Top of EXERCISE MATERIALS

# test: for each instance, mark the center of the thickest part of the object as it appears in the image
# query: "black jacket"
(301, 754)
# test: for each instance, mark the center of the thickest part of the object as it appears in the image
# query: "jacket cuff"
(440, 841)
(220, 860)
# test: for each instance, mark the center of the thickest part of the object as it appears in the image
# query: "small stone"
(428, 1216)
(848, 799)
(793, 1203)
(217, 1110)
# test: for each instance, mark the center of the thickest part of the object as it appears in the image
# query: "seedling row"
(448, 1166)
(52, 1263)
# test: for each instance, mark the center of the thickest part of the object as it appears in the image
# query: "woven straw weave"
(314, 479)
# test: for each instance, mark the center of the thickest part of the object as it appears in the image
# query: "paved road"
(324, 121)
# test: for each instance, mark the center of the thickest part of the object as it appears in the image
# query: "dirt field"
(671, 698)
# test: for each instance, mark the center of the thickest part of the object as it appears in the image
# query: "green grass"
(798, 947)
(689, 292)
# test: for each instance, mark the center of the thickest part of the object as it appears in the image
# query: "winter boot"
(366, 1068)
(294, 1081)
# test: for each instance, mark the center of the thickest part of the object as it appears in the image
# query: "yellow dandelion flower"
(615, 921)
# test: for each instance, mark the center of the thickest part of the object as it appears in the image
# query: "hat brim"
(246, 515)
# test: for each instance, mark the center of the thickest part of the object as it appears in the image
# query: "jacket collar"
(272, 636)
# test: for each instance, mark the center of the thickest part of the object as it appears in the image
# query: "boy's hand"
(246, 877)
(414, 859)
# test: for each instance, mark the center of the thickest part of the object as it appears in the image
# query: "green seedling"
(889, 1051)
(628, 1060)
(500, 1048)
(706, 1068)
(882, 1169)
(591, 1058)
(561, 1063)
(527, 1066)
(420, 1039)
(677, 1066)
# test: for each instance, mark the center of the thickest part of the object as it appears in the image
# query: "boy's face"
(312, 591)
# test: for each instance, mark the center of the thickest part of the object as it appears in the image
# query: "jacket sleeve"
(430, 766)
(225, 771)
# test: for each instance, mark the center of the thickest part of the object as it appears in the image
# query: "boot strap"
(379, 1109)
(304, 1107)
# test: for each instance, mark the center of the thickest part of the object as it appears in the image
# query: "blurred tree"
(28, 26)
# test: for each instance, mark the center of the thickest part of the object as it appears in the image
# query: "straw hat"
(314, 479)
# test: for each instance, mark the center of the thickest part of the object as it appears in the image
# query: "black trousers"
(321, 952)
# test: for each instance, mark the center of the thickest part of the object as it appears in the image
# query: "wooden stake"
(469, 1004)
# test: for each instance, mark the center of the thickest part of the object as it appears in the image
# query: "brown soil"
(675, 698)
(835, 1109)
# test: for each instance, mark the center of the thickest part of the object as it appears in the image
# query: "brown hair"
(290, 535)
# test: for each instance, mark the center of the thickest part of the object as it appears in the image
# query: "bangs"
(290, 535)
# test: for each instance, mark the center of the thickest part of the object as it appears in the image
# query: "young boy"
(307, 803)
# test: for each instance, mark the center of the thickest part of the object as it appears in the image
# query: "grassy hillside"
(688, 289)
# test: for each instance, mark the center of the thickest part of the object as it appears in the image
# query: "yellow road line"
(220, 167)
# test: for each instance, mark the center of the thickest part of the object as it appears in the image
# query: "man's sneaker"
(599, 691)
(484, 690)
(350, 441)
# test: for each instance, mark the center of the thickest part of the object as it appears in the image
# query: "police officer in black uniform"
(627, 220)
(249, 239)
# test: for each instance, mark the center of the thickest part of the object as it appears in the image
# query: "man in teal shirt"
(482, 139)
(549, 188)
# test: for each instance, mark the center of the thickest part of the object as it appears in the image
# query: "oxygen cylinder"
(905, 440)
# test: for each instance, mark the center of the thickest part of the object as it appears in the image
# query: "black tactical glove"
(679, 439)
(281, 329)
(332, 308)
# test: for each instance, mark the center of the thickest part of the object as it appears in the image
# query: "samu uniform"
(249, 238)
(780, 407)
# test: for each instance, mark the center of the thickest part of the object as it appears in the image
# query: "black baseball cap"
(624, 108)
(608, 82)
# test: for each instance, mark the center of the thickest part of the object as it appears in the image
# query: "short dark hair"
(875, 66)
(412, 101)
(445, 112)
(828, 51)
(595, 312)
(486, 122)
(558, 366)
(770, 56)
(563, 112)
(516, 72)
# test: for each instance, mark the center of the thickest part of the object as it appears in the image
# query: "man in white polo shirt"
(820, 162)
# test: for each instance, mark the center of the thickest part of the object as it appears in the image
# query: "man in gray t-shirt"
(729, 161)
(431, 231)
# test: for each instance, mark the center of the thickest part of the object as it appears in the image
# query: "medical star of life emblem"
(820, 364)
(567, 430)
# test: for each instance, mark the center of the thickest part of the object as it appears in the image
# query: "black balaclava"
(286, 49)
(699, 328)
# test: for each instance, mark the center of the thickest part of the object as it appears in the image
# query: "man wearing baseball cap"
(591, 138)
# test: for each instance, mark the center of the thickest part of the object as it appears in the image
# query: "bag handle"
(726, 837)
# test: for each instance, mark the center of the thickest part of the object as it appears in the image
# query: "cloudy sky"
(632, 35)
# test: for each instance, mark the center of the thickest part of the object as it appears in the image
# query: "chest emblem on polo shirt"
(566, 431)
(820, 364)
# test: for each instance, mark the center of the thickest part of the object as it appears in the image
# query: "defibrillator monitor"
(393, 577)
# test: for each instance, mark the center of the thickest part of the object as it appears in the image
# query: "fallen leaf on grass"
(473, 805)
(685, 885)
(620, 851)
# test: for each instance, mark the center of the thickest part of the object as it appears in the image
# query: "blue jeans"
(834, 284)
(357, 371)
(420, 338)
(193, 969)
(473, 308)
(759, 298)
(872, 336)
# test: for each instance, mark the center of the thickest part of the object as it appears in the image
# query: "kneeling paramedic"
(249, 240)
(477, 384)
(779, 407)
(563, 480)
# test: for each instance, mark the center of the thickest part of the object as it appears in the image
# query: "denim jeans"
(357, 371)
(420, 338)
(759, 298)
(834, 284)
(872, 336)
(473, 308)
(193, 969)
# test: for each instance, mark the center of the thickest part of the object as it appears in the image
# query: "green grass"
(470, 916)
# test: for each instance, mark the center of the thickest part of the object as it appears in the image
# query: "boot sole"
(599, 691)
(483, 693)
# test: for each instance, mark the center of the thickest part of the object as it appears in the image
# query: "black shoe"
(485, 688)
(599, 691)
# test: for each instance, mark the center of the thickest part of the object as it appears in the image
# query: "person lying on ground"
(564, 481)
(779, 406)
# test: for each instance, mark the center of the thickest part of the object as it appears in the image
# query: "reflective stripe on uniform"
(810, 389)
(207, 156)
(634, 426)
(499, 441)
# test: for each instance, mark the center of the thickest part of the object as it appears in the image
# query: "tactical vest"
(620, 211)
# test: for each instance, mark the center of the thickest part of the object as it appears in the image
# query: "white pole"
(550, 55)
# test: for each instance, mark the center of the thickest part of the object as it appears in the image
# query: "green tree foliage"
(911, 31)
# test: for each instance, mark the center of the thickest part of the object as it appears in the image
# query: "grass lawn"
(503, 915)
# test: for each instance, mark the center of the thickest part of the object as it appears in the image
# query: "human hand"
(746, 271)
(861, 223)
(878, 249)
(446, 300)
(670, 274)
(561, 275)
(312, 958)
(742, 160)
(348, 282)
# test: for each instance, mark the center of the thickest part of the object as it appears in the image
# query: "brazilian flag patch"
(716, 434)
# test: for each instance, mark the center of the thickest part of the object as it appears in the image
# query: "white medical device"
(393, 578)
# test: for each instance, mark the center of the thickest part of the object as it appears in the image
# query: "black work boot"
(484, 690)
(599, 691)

Bottom of EXERCISE MATERIALS

All the records, from start to finish, are to be repeated exactly.

THE ANSWER:
# test: for each instance, mark the center of the thickest part of the object as it appears in the image
# query: "black jacket"
(301, 754)
# test: for each instance, mark the center of the thickest part of the object as it appears in the image
# query: "jacket cuff"
(440, 841)
(220, 860)
# test: for each instance, mark the center of the thickest part of the object as it appears in the image
# query: "small stone"
(428, 1216)
(848, 799)
(793, 1203)
(217, 1110)
# test: for each instance, mark the center of the thickest part of the object as it appears in the image
# query: "seedling row"
(448, 1166)
(52, 1263)
# test: for each instance, mark the center of the thickest part of the object as it appears in the image
# query: "woven straw weave"
(314, 479)
# test: for each instance, mark the center of the thickest part of the object as it appears in the image
# query: "paved road"
(324, 121)
# test: for each instance, mark the center of the thickest part of the object as it appears in the image
# query: "dirt field"
(671, 698)
# test: for each instance, mark the center of the thickest part of the object as it appears in the image
# query: "green grass"
(798, 947)
(689, 292)
# test: for each instance, mark the center of the thickest part of the object as it appears in the image
# query: "winter boot"
(366, 1068)
(294, 1081)
# test: for each instance, mark the center of the thickest part of the object as it appears in the image
# query: "yellow dandelion flower"
(615, 921)
# test: for each instance, mark the center of the thickest part of the object as it appears in the image
# query: "hat brim"
(246, 515)
# test: for each instance, mark the center of the thickest part of the object as it appears in the image
# query: "jacket collar"
(272, 636)
# test: for each instance, mark the center of the thickest part of the object as it appears in the image
# query: "boy's hand"
(246, 877)
(414, 859)
# test: for each instance, mark the center of the thickest part of the object as it appears in the image
# query: "green seedling"
(889, 1051)
(628, 1060)
(500, 1048)
(706, 1068)
(882, 1169)
(591, 1058)
(561, 1063)
(527, 1066)
(420, 1039)
(677, 1066)
# test: for each instance, mark the center of the thickest part of the object as it appears in the image
# query: "boy's face"
(312, 591)
# test: for each instance, mark the center of the thickest part of the object as it appears in the image
# query: "jacket sleeve"
(430, 766)
(225, 771)
# test: for each instance, mark the center of the thickest part of the object as it appears in the image
# query: "boot strap"
(379, 1109)
(304, 1107)
# test: for each instance, mark the center of the thickest part of the object as it appears in the image
# query: "blurred tree"
(28, 26)
# test: for each instance, mark the center of the thickest part of the object as it appears in the image
# query: "straw hat"
(314, 479)
# test: for each instance, mark the center of the thickest part of the object as it appears in the image
# query: "black trousers"
(321, 952)
# test: for each instance, mark the center of the thickest part of the object as it appears in the image
# query: "wooden stake"
(469, 1004)
# test: for each instance, mark the center of the thickest part of the object as it appears in the image
# query: "brown soil"
(675, 698)
(835, 1109)
# test: for each instance, mark the center of the thickest part of the object as it appears in the image
# query: "brown hair"
(290, 535)
# test: for each instance, mark the center of the thickest part of the object as it appears in the image
# query: "bangs"
(290, 535)
# test: for each instance, mark the center of the thickest part of the object as it appears in the image
# query: "young boy"
(307, 803)
# test: for each instance, mark the center of the thickest part of the object as it appears in the image
# query: "grassy hillside"
(688, 289)
# test: for each instance, mark the center of the thickest part of the object as it appears in the image
# query: "yellow road line"
(220, 167)
# test: for each instance, mark the center of the thickest part of the object as it appears in the image
# query: "man's sneaker"
(599, 691)
(484, 690)
(350, 441)
# test: for each instance, mark the center of the thickest part of the object as it appears in the image
# query: "police officer in black uniform"
(627, 220)
(249, 239)
# test: for each instance, mark the center of the thickest part of the object as it appears in the image
# query: "man in teal shirt"
(482, 139)
(549, 188)
# test: for each instance, mark the center of the thickest part of the object as it appears in the image
# query: "oxygen cylinder"
(905, 440)
# test: for each instance, mark the center of the thickest part of the object as it appears in the image
# query: "black tactical glove"
(679, 439)
(281, 329)
(332, 308)
# test: for each instance, mark the center of the thickest part of the object as it appears in the image
# query: "samu uniform"
(249, 238)
(780, 407)
# test: for each instance, mark the center of the thickest part of the object as it appears in the image
# query: "black baseball cap"
(624, 108)
(608, 82)
# test: for each instance, mark the center of the thickest part of the object as it appears in the image
# query: "short dark hair"
(875, 66)
(412, 101)
(445, 112)
(828, 51)
(595, 312)
(486, 122)
(558, 366)
(770, 56)
(563, 112)
(516, 72)
# test: for each instance, mark the center of the thickest part of the object as it appears in the image
# query: "man in white polo shirt"
(820, 162)
# test: for each instance, mark the center of the thickest part of the object as it appears in the image
# query: "man in gray t-shirt"
(729, 161)
(431, 231)
# test: for each instance, mark the center of the thickest part of the object as it appears in the image
# query: "medical star of life emblem"
(820, 364)
(567, 430)
# test: for each instance, mark the center of the thickest part of the object as it appears in the image
# query: "black balaclava"
(286, 49)
(699, 328)
# test: for each instance, mark the center of the thickest part of the object as it appears in the image
# query: "man wearing baseball cap"
(591, 138)
# test: for each instance, mark the center of the thickest part of the object as it appears in the image
# query: "bag handle"
(726, 837)
# test: for each instance, mark the center of the thickest part of the object as it appears in the image
# query: "cloudy sky"
(632, 35)
# test: for each instance, mark the center of the thickest part of the object as it appears in the image
# query: "chest emblem on polo shirt"
(566, 431)
(820, 364)
# test: for each instance, mark the center of the thickest part of the object as it appears in the image
# query: "defibrillator monitor"
(393, 577)
# test: for each instance, mark the center of the thickest part of the object as it appears in the image
# query: "fallen leaf on grass"
(473, 805)
(685, 885)
(620, 851)
# test: for each instance, mark the center of the thickest part of the object as it appears in the image
# query: "blue jeans"
(834, 284)
(357, 371)
(420, 338)
(193, 969)
(473, 308)
(759, 298)
(872, 336)
# test: for each instance, mark the center of the thickest part of the object as it appears in the image
# query: "kneeling paramedic"
(249, 240)
(477, 384)
(779, 407)
(563, 480)
# test: for each instance, mark the center of the thickest part of the object as it appears in the image
# query: "denim jeans"
(357, 371)
(420, 338)
(759, 298)
(834, 284)
(872, 336)
(473, 308)
(193, 969)
# test: for each instance, mark the center of the thickest part of the object as it appears in the image
# query: "green grass"
(470, 916)
# test: for each instance, mark the center of the thickest part of the object as it appears in the image
# query: "boot sole"
(599, 691)
(483, 693)
# test: for each instance, mark the center of the thickest part of the object as it appears in the image
# query: "black shoe"
(485, 688)
(599, 691)
# test: for each instance, mark the center of the thickest part of the object as it appears in the image
# query: "person lying on ground"
(564, 481)
(779, 406)
# test: for each instance, mark the center of the thickest part of the object as it appears in the image
# query: "reflective stripe on uniform"
(810, 389)
(207, 156)
(634, 426)
(499, 441)
# test: for each instance, mark the center of the thickest part of the object as it appears in the image
# query: "tactical vest"
(620, 211)
# test: for each instance, mark the center of the thickest part of the object as it appears in the image
# query: "white pole"
(550, 55)
# test: for each instance, mark the center of the thickest part of the object as it appears in the image
# query: "green tree foliage"
(911, 31)
# test: for each instance, mark the center of the thickest part of the object as it appears in the image
# query: "grass lawn"
(503, 915)
# test: for each instance, mark the center of the thickest part of the object as it appears in the image
# query: "human hand"
(746, 271)
(861, 223)
(878, 249)
(446, 300)
(670, 274)
(561, 275)
(312, 958)
(742, 160)
(348, 282)
# test: for each instance, mark the center of the thickest part of the object as it appears in the image
# query: "brazilian flag patch"
(716, 434)
# test: for each instance, mark the center of the thickest part of the object as it appears in the image
# query: "white medical device"
(393, 578)
# test: for each instance, mark the center of the thickest part of the object as it appears in the image
# query: "black work boot"
(484, 690)
(599, 691)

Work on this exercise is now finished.